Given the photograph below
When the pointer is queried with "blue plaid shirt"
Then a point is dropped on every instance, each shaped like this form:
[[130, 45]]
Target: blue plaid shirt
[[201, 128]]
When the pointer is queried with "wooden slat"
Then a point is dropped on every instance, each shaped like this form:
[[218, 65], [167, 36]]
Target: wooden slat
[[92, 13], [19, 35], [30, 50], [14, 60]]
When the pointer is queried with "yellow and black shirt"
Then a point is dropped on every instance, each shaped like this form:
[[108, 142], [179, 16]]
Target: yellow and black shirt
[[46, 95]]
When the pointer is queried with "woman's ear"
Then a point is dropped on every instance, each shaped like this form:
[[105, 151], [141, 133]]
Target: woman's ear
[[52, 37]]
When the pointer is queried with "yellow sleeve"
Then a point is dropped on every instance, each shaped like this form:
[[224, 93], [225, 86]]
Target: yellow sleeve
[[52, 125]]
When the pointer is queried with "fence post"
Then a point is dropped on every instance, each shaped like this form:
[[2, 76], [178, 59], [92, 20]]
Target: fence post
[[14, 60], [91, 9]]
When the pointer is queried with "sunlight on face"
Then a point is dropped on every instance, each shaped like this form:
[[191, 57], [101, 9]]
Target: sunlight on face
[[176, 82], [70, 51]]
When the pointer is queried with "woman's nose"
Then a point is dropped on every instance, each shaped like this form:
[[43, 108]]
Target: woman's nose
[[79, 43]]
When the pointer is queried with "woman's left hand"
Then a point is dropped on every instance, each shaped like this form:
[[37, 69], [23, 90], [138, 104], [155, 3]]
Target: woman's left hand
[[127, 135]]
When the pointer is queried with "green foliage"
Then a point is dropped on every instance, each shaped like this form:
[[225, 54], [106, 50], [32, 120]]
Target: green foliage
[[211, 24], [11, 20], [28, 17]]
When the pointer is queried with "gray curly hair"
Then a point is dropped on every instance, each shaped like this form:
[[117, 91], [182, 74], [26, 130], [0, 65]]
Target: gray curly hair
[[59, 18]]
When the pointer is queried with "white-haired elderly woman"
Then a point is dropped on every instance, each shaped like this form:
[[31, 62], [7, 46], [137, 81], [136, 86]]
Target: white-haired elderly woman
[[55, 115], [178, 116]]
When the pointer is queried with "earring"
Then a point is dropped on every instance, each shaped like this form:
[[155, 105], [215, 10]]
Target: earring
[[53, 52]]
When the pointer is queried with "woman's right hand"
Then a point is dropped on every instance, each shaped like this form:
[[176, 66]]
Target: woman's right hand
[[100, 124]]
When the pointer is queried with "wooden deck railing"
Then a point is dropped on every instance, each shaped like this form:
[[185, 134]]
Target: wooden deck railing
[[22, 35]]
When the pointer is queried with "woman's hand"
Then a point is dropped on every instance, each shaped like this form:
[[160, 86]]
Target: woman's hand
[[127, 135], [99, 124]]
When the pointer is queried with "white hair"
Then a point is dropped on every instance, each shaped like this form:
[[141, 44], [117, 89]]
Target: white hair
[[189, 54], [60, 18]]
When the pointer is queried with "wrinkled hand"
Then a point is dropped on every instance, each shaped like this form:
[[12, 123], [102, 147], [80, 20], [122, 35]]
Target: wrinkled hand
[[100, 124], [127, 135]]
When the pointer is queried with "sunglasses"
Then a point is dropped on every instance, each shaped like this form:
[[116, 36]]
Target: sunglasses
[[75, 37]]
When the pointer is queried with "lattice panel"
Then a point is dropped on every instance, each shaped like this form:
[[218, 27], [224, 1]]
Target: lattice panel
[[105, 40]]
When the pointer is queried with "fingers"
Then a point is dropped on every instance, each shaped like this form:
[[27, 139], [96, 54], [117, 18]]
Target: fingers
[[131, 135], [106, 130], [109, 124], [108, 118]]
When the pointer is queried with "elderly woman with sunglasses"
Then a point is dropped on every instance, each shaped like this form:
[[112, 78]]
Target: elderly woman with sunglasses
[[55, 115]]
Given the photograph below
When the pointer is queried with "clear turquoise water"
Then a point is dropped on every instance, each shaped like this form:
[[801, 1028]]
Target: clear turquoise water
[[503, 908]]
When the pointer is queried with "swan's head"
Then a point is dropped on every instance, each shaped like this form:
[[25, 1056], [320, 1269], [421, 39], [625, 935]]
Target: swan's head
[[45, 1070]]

----

§ EXERCISE PROMPT: Reproduce the entries exactly as they appear.

§ YOUR SOLUTION:
Given the photograph below
When the pointer is queried with "blue plaid shirt"
Then a point is dropped on every instance, each shaped like this form:
[[130, 45]]
Target: blue plaid shirt
[[201, 128]]
When the pointer is queried with "wooden slat"
Then a point is dropped on every instance, each shaped like this form:
[[218, 65], [167, 36]]
Target: wooden slat
[[92, 13], [19, 35], [30, 50], [14, 60]]
When the pointer is queried with "yellow and black shirt"
Then a point is dropped on every instance, each shaped like this form:
[[108, 142], [179, 16]]
Target: yellow and black shirt
[[46, 95]]
When the pointer is queried with "woman's ear"
Then a point is dropped on every instance, each shaped like this form:
[[105, 151], [141, 133]]
Target: woman's ear
[[52, 37]]
When the pointer is queried with "yellow sleeve"
Then a point is dropped on every instance, each shaped like this form:
[[224, 93], [225, 86]]
Target: yellow sleeve
[[52, 125]]
When the pointer is queried with "fence post"
Then a point is dropped on every instance, each shaped like this form:
[[2, 76], [178, 59], [92, 20]]
Target: fence post
[[14, 60], [91, 9]]
When the pointer is queried with "sunlight on face"
Then a point is dropped on every instance, each shaped like this form:
[[191, 57], [101, 9]]
Target: sunlight on face
[[176, 82], [70, 51]]
When the pointer is queried with "woman's nose"
Then a point is dropped on every instance, each shaped like this form:
[[43, 108]]
Target: woman's nose
[[79, 43]]
When the pointer is queried with "woman's left hand"
Then a point is dropped on every instance, each shaped like this form:
[[37, 69], [23, 90], [138, 104], [155, 3]]
Target: woman's left hand
[[127, 135]]
When the pointer is queried with "green foliage"
Then a point is dropped on every instance, each shaped like this form:
[[225, 54], [106, 50], [32, 120]]
Target: green foliage
[[211, 24], [11, 20], [28, 17]]
When the pointer is queried with "gray curly hair"
Then a point is dropped on every instance, each shaped like this form:
[[117, 91], [182, 74], [26, 130], [0, 65]]
Target: gray curly hair
[[59, 18]]
When the pointer is queried with "white-haired elderly woman"
Then a point is dropped on every instance, each shaped like this form:
[[31, 62], [7, 46], [137, 81], [136, 86]]
Target: white-haired elderly woman
[[55, 115], [178, 116]]
When the pointer is queried with "earring"
Then a point is dropped on every instance, each shaped like this form:
[[155, 105], [215, 10]]
Target: earring
[[53, 52]]
When the pointer is queried with "woman's right hand"
Then a point is dropped on every instance, each shaped like this form:
[[176, 66]]
Target: woman's right hand
[[100, 124]]
When the pointer is queried with "wooden deck railing"
Then a point is dropped on every instance, each shaped like this form:
[[185, 134]]
Target: wooden deck railing
[[22, 35]]
When the pointer is queried with "woman's hand"
Then a point is dropped on every instance, each shaped like this form:
[[160, 86]]
Target: woman's hand
[[127, 135], [99, 124]]
When the pointer is queried with "white hair"
Then a point is dropped on every instance, each shaped like this form:
[[141, 44], [117, 89]]
Target: white hair
[[189, 54], [60, 18]]
When the pointer is queried with "wrinkled hand"
Then a point is dropped on every instance, each shaped like this form:
[[12, 123], [102, 147], [80, 20], [122, 35]]
Target: wrinkled hand
[[100, 124], [127, 135]]
When the pointer is queried with "sunglasses"
Then a point is dropped on every instance, each shaped like this form:
[[116, 36]]
Target: sunglasses
[[75, 37]]
When the pointer is queried with "lattice panel"
Then a point is dropped on every instance, each shaped like this form:
[[218, 27], [224, 1]]
Target: lattice panel
[[105, 40]]
When the pointer is queried with "fingers"
Then a point is dropped on every instance, each shaped like this form:
[[27, 139], [96, 54], [117, 18]]
Target: fingers
[[131, 135], [106, 130], [109, 124], [108, 118]]
When the pointer is queried with "elderly woman with sunglasses"
Then a point is dropped on every instance, each shaped like this form:
[[112, 78]]
Target: elderly woman with sunglasses
[[55, 115]]
Given the photograph below
When the pointer is queried with "clear turquoise water"
Then a point is dropped on every instance, each shaped like this form:
[[801, 1028]]
Target: clear turquoise water
[[503, 908]]
When the pointer is queried with "swan's head"
Then a point is dropped on every instance, each shaped like this form:
[[25, 1056], [320, 1269], [421, 39], [625, 935]]
Target: swan's head
[[45, 1070]]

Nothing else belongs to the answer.